■ Problem statement ■
Switch "expected format" to "required format" in the lines from the line with "Target: <item>young man</item>" through the last line, and give those lines again with nothing else changed. Leave out the pictures.

======== Information shown

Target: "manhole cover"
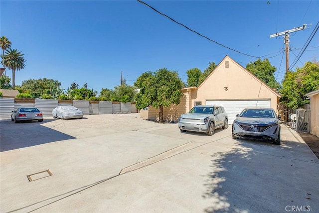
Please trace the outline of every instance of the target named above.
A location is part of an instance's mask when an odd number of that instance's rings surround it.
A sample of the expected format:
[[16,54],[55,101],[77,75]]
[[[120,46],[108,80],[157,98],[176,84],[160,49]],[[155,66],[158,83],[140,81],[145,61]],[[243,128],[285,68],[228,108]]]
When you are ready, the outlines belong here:
[[51,176],[53,174],[50,170],[47,170],[43,172],[37,172],[36,173],[32,174],[32,175],[27,175],[28,180],[30,182],[37,180],[41,179],[42,178],[46,178],[47,177]]

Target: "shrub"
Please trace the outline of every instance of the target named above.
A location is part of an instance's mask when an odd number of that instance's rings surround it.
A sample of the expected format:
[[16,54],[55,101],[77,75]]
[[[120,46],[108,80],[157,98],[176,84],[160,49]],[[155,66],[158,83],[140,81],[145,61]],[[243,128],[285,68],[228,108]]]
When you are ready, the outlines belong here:
[[53,97],[52,95],[49,95],[48,94],[43,94],[41,96],[42,99],[53,99]]
[[100,98],[98,97],[92,96],[90,97],[89,100],[90,101],[99,101]]
[[17,98],[32,98],[32,95],[29,93],[20,93],[16,95]]
[[106,97],[101,97],[100,98],[100,100],[101,101],[107,101]]
[[82,96],[82,95],[77,95],[74,97],[74,100],[82,101],[83,100],[83,97]]
[[122,98],[121,98],[121,100],[120,100],[122,103],[127,103],[127,102],[131,102],[130,96],[127,95],[124,95],[123,96],[122,96]]

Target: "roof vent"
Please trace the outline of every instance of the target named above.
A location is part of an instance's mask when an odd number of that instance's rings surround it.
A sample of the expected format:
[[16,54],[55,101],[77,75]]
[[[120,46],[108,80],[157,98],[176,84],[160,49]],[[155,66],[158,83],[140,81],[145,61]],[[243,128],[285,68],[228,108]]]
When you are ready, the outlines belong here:
[[229,68],[229,61],[225,61],[225,68]]

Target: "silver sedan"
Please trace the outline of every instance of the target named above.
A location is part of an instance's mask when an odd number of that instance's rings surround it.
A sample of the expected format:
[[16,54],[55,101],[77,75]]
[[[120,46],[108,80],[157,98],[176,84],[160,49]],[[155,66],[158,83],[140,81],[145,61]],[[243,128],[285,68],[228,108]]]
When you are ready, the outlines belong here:
[[41,122],[43,121],[43,115],[36,108],[18,108],[12,111],[11,121],[16,123],[24,121],[38,121]]

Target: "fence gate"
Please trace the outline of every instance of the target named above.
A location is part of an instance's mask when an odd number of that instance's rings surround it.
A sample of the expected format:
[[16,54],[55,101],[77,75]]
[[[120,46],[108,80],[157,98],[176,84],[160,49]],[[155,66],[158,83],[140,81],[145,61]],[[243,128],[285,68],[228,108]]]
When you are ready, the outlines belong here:
[[297,130],[298,132],[310,132],[310,110],[297,110]]

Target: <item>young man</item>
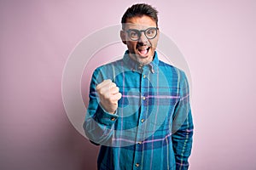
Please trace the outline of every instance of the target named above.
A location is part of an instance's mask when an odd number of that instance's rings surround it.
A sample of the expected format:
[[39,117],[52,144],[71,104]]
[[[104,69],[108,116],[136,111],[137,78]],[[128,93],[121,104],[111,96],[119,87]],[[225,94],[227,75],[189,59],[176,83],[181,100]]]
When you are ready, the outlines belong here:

================

■ Task solution ■
Target: <item>young man</item>
Please trace the outline of every instance of the target named above.
A location is part of an instance's mask when an odd number of that instance's rings surround it.
A sample of the required format:
[[39,117],[52,144],[71,104]]
[[[104,69],[108,116],[136,111],[137,78]],[[128,93],[121,104],[111,96],[119,87]],[[225,94],[227,75],[189,59],[176,83],[181,100]]]
When you are ready, the outlines belong here:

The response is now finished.